··· THE DATA
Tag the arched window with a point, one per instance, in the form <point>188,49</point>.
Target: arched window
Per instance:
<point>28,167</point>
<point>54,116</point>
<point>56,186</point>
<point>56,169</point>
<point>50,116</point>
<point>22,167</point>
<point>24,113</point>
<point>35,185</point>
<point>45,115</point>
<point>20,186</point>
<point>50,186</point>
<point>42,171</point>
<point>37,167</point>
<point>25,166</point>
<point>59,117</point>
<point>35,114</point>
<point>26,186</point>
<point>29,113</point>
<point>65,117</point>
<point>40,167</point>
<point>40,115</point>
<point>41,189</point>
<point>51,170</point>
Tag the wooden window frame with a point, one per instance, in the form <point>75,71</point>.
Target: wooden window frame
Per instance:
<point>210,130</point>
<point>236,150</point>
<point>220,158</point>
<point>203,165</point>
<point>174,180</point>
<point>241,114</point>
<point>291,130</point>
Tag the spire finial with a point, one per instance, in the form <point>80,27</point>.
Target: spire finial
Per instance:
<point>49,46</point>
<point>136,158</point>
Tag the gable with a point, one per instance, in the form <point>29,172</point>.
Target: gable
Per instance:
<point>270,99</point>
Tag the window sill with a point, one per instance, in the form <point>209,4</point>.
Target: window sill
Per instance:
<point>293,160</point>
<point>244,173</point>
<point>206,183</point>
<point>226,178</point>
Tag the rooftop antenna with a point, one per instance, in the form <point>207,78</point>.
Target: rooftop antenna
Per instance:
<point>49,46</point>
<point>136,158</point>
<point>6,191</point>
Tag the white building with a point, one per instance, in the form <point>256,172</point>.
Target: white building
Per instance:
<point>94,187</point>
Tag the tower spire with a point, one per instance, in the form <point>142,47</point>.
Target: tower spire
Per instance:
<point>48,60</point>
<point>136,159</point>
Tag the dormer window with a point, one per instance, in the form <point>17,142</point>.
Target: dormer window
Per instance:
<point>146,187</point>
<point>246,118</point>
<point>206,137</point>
······
> [TASK STATEMENT]:
Reproduce each line of the entries above from the one containing "Tag the tower" through the last, exactly, and no other line.

> [RESULT OF THIS TASK]:
Tag the tower spire with a point, one per instance, in the form <point>142,47</point>.
Target: tower spire
Per instance:
<point>48,60</point>
<point>136,159</point>
Tag the dormer window with a point, one per instance, in the form <point>17,142</point>.
Target: dormer window
Per instance:
<point>146,187</point>
<point>246,118</point>
<point>206,137</point>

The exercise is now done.